-- Start of Recorded information --

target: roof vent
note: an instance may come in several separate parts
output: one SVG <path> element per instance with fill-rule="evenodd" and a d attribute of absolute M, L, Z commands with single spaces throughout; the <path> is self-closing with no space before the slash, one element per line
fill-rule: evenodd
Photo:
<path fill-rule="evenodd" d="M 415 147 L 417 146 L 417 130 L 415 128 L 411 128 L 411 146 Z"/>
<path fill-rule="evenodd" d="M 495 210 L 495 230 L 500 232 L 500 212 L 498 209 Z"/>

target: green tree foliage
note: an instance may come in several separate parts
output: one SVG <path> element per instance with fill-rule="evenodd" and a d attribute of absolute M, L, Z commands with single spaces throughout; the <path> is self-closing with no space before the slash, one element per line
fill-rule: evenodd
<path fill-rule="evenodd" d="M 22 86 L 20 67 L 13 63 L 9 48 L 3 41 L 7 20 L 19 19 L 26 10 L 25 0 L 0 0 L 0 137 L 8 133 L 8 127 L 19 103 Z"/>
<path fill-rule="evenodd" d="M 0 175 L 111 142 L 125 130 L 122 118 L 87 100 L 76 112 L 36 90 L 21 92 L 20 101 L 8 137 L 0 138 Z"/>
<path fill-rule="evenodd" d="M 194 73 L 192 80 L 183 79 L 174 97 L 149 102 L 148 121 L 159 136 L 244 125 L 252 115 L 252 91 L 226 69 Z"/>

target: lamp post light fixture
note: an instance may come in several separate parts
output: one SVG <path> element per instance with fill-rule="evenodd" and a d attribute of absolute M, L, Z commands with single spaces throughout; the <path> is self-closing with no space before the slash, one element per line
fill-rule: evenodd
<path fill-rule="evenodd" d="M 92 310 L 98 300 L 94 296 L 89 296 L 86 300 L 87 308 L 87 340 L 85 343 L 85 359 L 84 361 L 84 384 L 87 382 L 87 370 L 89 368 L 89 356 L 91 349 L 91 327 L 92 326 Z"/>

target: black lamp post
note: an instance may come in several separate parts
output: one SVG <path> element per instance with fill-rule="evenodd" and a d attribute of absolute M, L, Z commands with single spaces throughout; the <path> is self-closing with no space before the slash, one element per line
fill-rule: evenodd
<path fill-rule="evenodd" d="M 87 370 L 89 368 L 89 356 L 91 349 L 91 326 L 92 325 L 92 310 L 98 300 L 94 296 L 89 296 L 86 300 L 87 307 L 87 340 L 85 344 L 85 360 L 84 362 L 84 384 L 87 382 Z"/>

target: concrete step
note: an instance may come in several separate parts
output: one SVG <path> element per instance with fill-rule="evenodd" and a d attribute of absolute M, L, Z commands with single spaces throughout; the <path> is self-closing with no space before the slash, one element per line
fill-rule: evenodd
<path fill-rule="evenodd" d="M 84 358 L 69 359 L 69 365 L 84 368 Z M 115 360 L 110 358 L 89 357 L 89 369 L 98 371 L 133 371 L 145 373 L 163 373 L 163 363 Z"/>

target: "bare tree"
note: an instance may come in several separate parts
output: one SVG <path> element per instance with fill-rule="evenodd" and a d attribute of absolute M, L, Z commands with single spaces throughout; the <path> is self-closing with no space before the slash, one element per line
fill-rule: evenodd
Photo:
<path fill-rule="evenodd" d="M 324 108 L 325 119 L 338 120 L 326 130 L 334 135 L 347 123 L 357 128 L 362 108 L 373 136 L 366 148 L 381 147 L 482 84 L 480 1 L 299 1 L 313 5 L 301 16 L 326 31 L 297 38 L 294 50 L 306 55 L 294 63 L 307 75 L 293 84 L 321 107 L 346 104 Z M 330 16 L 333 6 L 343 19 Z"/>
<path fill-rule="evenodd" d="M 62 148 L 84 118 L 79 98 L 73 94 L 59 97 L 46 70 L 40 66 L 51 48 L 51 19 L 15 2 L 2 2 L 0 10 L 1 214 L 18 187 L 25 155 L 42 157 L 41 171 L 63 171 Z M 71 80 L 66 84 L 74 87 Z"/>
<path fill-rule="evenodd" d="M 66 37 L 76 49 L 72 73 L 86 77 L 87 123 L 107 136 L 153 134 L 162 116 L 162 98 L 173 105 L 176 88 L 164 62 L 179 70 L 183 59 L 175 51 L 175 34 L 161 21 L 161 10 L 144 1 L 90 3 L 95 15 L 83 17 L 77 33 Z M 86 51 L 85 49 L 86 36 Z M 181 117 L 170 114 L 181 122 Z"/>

-- End of Recorded information --
-- Start of Recorded information --

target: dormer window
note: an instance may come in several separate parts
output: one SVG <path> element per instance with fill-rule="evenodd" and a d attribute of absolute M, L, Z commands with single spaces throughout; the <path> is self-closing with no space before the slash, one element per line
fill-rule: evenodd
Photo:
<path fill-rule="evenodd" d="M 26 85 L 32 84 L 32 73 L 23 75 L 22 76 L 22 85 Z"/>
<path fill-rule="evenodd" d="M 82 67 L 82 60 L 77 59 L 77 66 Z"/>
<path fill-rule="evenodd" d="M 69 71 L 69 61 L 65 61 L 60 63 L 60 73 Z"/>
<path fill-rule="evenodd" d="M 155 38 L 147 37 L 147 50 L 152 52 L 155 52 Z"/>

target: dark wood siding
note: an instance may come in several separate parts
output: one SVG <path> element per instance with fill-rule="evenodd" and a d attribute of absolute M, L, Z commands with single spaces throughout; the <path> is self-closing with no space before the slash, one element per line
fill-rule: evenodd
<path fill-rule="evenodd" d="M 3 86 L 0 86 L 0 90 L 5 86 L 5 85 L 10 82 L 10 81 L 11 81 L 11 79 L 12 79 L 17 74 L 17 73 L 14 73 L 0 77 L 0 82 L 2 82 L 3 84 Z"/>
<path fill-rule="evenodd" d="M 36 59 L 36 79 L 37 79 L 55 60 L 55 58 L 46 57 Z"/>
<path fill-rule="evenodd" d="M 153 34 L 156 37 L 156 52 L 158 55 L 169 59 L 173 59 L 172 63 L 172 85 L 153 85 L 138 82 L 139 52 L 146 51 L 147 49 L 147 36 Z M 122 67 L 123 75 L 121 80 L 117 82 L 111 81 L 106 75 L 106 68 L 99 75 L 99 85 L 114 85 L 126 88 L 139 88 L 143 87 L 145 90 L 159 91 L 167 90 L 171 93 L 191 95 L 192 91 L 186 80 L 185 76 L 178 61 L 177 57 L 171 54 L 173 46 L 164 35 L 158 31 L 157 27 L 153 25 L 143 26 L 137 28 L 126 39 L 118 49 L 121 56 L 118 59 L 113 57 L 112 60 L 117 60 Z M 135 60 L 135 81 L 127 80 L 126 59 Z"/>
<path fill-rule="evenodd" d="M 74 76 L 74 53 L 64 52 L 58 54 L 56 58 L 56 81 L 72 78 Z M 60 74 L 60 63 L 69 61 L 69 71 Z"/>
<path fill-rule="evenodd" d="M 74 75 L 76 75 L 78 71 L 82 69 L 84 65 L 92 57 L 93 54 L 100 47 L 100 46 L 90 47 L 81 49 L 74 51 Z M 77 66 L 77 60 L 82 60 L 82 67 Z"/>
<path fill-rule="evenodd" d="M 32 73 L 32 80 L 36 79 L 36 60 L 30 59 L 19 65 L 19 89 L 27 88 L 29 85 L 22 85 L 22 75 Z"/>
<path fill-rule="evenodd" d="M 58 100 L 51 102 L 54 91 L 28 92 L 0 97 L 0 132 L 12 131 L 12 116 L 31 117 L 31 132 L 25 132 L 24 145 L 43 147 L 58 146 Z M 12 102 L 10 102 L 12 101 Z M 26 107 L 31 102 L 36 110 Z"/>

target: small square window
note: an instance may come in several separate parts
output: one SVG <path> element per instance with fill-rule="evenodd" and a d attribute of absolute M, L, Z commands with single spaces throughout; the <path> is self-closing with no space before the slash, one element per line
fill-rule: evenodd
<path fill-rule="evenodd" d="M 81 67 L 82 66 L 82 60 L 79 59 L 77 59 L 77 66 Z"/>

-- End of Recorded information --
-- Start of Recorded information --

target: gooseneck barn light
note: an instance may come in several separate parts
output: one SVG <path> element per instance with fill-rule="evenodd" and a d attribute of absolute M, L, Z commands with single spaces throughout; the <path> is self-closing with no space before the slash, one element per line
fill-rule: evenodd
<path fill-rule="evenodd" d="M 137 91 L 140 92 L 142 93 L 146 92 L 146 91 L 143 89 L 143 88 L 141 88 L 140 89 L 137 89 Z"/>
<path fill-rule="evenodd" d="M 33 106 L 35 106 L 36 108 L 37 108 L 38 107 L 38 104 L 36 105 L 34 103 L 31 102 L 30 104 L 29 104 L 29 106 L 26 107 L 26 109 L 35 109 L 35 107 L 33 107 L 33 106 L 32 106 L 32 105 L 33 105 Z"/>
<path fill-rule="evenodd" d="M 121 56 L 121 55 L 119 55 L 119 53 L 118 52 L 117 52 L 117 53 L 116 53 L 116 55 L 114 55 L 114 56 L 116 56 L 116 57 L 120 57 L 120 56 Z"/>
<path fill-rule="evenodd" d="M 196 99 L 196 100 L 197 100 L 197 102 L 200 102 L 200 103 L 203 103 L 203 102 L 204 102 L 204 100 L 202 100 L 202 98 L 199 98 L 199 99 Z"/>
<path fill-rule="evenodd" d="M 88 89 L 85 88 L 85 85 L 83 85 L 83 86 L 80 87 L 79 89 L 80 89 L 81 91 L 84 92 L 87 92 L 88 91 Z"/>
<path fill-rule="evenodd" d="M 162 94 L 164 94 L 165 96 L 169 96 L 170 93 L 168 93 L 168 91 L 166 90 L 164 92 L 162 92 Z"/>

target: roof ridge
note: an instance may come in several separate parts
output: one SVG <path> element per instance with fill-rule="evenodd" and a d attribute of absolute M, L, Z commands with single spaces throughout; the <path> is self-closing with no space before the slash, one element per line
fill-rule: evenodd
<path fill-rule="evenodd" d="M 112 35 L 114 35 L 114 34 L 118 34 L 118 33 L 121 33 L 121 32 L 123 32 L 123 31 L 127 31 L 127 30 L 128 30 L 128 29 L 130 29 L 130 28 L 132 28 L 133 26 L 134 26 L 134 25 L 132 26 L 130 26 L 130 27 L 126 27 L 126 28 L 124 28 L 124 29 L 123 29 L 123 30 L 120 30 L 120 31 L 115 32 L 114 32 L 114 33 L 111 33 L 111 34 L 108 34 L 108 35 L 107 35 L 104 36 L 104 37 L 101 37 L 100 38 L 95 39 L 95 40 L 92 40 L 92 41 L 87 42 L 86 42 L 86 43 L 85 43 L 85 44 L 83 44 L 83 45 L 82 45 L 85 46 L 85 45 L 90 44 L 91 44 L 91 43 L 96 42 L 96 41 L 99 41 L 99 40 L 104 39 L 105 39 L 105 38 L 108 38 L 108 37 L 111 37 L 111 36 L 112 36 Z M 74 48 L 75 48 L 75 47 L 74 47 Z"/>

-- End of Recorded information --

* What is being asked:
Please transcribe the part of the entries that begins with the line containing "target: concrete step" and ends with the line containing "77 L 87 123", both lines included, character for character.

* Written solution:
target: concrete step
note: an instance may come in several separate parts
output: one SVG <path> element per instance with fill-rule="evenodd" and a d attribute of absolute M, L, Z commands with single spaces throughout; the <path> is self-closing with no space before the slash, one element per line
fill-rule: evenodd
<path fill-rule="evenodd" d="M 84 358 L 69 359 L 69 365 L 84 368 Z M 115 360 L 110 358 L 89 357 L 89 369 L 98 371 L 133 371 L 145 373 L 163 373 L 163 363 Z"/>

target: "bare tree"
note: an instance may come in several separate parts
output: one SVG <path> element per instance with fill-rule="evenodd" and a d attribute of absolute M, L, Z commands with single spaces throughout; the <path> is self-closing with no space before the slash, one element per line
fill-rule: evenodd
Photo:
<path fill-rule="evenodd" d="M 324 108 L 325 119 L 338 120 L 326 130 L 334 135 L 347 123 L 357 128 L 362 108 L 373 136 L 366 148 L 381 147 L 482 84 L 480 1 L 299 1 L 313 5 L 301 16 L 326 31 L 297 38 L 294 50 L 306 55 L 294 63 L 307 75 L 293 84 L 321 107 L 346 104 Z M 330 16 L 333 6 L 343 19 Z"/>
<path fill-rule="evenodd" d="M 62 148 L 84 118 L 79 98 L 73 94 L 59 97 L 46 70 L 40 66 L 51 48 L 51 19 L 15 2 L 2 2 L 0 10 L 1 214 L 18 187 L 25 155 L 42 157 L 41 171 L 63 171 Z M 71 80 L 66 84 L 74 87 Z"/>
<path fill-rule="evenodd" d="M 66 37 L 76 49 L 72 73 L 86 77 L 87 123 L 107 136 L 153 134 L 162 116 L 162 98 L 173 105 L 176 88 L 164 62 L 179 70 L 183 59 L 175 51 L 175 34 L 161 21 L 161 10 L 144 1 L 90 3 L 95 15 L 83 17 L 77 33 Z M 86 51 L 85 49 L 86 36 Z M 181 117 L 170 114 L 181 122 Z"/>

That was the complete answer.